TAREFA PROPOSTA 1
No relato sobre Dalton Trevisan, qual livro, junto com a Bíblia, Trevisan disse que nenhum candidato a escritor pode deixar de ler?
TAREFA PROPOSTA 2
Reproduza sem alterações o trecho do relato sobre Dalton Trevisan que vai de "Trevisan não perdoou" até "para si mesmo.".
TAREFA PROPOSTA 3
Indique se cada afirmação abaixo está de acordo com o relato sobre Dalton Trevisan, respondendo sim ou não e citando as palavras do relato que decidem a questão. (a) A despedida aconteceu no final da tarde. (b) O texto sobre a conversa foi publicado na Folha de S.Paulo. (c) Trevisan disse que a música era sua arte preferida depois da literatura.

O ano era 1986, eu estava com 23 anos, terminando o curso de jornalismo. Havia me valido de um conhecimento distante de família para abordar o "vampiro" na véspera pedindo uma conversa. Não era uma entrevista, mas um grito de socorro como o jovem Franz Xaver Kappus fez com Rainer Maria Rilke. Eu queria ser escritor e buscava conselhos do mestre do conto.

Sensibilizado com meu apelo, Trevisan marcou um encontro para o dia seguinte. E lá estava ele na porta da Livraria Curitiba me esperando.

Nosso encontro começou entre as estantes da livraria. Trevisan mostrou "Dom Casmurro", de Machado de Assis, e disparou: "Esse livro, junto com a Bíblia, são os únicos que qualquer candidato a escritor não pode deixar de ler".

Saímos dali e fomos dar uma volta pelo calçadão da Rua Quinze. No caminho, Dalton falou da importância da infância na formação de um escritor. Como Rilke, o escritor curitibano considerava os sofrimentos da primeira fase da vida fundamentais. "Esse tesouro de recordações vai moldar a sua escrita", disse.

Trevisan falou de cinema, sua arte preferida depois da literatura. Citou Woody Allen. "Manhattan e uma obra de arte", disse. "Allen também se valeu das experiencias traumáticas, de um jovem marginalizado, para formar sua obra".

Encontramos o também escritor Felicio Raitani Neto, amigo de Trevisan, e entramos num bar para comer empadinhas e beber cerveja preta. Nesse bar, o "Vampiro de Curitiba" costumava garimpar seus personagens entre um gole e outro.

Trevisan considerou que numa cidade grande como São Paulo, a inspiração possa chegar com mais facilidade a um escritor. Mas ali, na provinciana Curitiba, em suas palavras, "as aberrações aparecem menos diluídas".

Já era final de tarde quando me despedi do vampiro. Agradeci pela experiência. Ele foi rápido na resposta: "No teu lugar teria preferido conhecer uma mocinha bonita, mas enfim..."

De volta a São Paulo, passei nossa conversa para o papel e, depois, o texto chegou às mãos de um editor do Jornal do Brasil e foi publicado em seu Caderno B, em agosto daquele mesmo ano.

Trevisan não perdoou a violação da sua intimidade e me dedicou um conto chamado "Chupim Crapuloso". A inviolabilidade de Dalton Trevisan fazia parte de um personagem criado por ele para si mesmo.

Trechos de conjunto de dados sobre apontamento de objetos
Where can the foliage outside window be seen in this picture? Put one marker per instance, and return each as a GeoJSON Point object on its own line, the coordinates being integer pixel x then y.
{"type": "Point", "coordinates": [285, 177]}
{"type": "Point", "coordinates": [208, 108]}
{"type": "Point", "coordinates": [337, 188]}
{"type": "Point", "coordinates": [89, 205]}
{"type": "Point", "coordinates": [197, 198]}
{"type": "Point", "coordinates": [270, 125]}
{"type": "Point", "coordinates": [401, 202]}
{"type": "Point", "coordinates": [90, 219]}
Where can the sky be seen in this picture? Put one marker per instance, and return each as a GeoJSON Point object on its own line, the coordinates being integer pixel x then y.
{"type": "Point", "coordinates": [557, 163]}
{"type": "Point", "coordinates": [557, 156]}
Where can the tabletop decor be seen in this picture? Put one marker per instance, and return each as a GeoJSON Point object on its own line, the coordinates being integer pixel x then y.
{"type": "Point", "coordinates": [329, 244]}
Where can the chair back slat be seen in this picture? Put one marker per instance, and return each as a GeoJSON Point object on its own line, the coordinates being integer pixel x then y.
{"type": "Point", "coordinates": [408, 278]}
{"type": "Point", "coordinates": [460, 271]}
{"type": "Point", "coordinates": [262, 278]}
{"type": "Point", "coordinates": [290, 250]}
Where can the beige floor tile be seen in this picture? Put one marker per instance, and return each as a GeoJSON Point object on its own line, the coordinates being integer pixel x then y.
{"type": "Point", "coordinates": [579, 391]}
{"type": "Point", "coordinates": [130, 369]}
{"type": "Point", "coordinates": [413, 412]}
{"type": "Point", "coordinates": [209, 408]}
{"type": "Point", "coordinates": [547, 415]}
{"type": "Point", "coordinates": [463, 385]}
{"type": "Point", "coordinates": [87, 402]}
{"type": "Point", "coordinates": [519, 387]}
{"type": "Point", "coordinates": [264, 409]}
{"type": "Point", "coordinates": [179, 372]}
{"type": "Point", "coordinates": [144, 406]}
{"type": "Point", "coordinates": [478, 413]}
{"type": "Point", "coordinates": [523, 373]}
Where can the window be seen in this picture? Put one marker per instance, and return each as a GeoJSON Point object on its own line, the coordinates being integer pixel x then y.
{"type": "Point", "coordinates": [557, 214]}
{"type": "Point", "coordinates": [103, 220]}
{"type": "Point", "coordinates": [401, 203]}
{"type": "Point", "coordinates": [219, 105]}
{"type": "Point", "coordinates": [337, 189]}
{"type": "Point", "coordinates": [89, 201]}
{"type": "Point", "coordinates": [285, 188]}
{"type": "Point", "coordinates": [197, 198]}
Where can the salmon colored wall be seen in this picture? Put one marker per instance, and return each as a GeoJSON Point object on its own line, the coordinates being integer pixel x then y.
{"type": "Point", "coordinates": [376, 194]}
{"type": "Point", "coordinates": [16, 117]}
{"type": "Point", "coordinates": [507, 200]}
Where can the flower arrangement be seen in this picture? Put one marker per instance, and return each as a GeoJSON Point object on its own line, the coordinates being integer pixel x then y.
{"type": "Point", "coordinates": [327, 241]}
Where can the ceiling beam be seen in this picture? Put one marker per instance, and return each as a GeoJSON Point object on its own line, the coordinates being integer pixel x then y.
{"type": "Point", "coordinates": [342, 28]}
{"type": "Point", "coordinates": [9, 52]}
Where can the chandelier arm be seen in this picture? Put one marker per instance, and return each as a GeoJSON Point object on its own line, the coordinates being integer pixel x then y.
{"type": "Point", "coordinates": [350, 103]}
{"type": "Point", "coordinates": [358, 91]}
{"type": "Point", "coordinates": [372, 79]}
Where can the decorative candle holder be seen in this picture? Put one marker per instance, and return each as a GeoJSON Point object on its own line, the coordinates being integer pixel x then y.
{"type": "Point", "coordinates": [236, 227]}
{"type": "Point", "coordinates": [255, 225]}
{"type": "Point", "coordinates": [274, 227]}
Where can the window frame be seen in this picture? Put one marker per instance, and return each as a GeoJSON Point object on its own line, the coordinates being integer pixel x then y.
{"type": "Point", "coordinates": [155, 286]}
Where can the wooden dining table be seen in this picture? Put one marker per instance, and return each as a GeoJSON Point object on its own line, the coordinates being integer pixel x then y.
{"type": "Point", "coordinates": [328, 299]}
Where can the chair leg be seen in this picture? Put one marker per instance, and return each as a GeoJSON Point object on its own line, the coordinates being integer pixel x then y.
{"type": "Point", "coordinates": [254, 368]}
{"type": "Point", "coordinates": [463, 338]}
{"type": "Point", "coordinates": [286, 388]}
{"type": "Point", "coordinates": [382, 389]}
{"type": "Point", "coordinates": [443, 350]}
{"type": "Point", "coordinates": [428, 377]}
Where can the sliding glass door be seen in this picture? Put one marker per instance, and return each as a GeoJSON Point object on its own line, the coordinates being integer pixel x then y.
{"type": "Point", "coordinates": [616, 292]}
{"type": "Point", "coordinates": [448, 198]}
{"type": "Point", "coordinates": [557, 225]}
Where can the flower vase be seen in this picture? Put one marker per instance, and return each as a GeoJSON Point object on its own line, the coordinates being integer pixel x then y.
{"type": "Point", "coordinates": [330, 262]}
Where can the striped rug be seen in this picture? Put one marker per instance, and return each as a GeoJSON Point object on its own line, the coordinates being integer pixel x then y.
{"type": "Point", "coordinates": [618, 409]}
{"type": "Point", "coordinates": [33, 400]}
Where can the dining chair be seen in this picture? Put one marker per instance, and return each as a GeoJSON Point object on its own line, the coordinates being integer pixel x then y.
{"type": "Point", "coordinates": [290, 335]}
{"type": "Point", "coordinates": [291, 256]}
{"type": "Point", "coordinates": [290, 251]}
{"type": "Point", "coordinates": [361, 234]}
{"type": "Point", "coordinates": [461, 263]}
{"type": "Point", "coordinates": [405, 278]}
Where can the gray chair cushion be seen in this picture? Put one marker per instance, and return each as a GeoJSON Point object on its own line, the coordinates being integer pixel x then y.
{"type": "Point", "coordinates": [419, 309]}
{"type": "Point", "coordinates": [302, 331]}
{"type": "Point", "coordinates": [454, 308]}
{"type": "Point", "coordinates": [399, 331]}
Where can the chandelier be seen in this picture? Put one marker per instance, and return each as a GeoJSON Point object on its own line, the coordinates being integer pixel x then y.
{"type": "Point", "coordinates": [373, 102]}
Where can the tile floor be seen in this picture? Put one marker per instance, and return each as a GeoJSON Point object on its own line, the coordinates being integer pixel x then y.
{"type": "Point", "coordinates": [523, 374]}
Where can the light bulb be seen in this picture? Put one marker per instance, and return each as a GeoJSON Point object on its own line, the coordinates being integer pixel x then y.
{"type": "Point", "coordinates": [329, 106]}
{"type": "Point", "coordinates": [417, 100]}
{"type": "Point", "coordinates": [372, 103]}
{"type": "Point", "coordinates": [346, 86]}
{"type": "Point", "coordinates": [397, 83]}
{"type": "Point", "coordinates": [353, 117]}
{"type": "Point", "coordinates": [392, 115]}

RESPOSTA COMPLETA 1
"Dom Casmurro", de Machado de Assis.

RESPOSTA COMPLETA 2
Trevisan não perdoou a violação da sua intimidade e me dedicou um conto chamado "Chupim Crapuloso". A inviolabilidade de Dalton Trevisan fazia parte de um personagem criado por ele para si mesmo.

RESPOSTA COMPLETA 3
(a) Sim: "Já era final de tarde quando me despedi do vampiro."
(b) Não: "o texto chegou às mãos de um editor do Jornal do Brasil e foi publicado em seu Caderno B".
(c) Não: "Trevisan falou de cinema, sua arte preferida depois da literatura."